- Description of the task -
Retype the records below exactly. Leave nothing out.

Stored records
■ ■ ■

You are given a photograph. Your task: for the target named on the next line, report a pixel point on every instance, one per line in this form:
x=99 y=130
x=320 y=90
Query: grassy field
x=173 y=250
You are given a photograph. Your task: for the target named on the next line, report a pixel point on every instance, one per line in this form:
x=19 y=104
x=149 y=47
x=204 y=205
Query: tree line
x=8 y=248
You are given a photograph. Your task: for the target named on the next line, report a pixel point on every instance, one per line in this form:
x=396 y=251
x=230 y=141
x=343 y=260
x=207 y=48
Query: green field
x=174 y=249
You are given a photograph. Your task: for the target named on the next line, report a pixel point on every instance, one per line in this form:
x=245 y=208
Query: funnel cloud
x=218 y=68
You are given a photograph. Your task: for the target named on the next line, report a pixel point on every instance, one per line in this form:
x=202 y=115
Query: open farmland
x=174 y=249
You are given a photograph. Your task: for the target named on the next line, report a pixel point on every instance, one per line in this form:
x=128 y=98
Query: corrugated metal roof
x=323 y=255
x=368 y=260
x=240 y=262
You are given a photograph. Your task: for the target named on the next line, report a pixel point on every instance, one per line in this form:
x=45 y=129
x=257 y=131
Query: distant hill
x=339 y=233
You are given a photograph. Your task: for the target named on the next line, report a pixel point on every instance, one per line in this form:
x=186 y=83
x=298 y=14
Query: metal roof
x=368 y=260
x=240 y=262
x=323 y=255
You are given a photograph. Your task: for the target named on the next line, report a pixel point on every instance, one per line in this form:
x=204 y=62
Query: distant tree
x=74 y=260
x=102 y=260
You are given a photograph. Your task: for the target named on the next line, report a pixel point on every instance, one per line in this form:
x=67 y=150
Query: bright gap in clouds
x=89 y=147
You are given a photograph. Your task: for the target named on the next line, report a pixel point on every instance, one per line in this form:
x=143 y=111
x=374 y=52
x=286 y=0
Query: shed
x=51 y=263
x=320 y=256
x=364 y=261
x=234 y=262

■ ■ ■

- Result -
You are given a photograph. Your task: for the target named on the next line, report a pixel point on every instance, one per line in this form:
x=99 y=130
x=320 y=90
Query: grassy field
x=173 y=250
You are given a photograph. Your task: for the target named on the next line, report a pixel point on every instance, one per line in this form:
x=19 y=104
x=149 y=47
x=204 y=205
Query: tree line
x=8 y=248
You are given a photograph. Your task: for the target named on the next line, report a pixel point on every instance, one per line in this form:
x=396 y=251
x=230 y=141
x=343 y=260
x=207 y=48
Query: green field
x=174 y=249
You are given a photograph. Your task: for the target named on the next line, report a pixel point on every instance, one per line in this form:
x=245 y=208
Query: funnel cloud
x=218 y=68
You are given a photograph. Your task: for the target named on the next line, report a pixel point on every instance, one per line in this form:
x=202 y=115
Query: open farmland
x=174 y=249
You are given a photograph. Your task: for the target named on the next line, report a pixel point on every instance, one per line in this form:
x=128 y=98
Query: corrugated metal roof
x=323 y=255
x=368 y=260
x=240 y=262
You are given a photograph. Your task: for the target named on the next line, report a pixel point on every instance, one per line in this form:
x=45 y=129
x=257 y=131
Query: distant hill
x=339 y=233
You are given a photograph. Your task: for the target named on the next line, report a pixel point on every instance, one per line in this form:
x=186 y=83
x=298 y=14
Query: metal roof
x=368 y=260
x=240 y=262
x=323 y=255
You are given a photograph. Your task: for the target named on the next line, report a pixel point on every instance, one per line in this form:
x=204 y=62
Query: distant tree
x=74 y=260
x=102 y=260
You are given a photograph. Your task: for the target named on the next line, report a pixel point on every instance, one per line in this form:
x=67 y=150
Query: bright gap in clouds
x=89 y=147
You are given a photograph. Your task: for the target named on the next line, report a pixel point on every instance, one per line in this form:
x=143 y=111
x=374 y=52
x=286 y=0
Query: shed
x=51 y=263
x=320 y=256
x=364 y=261
x=234 y=262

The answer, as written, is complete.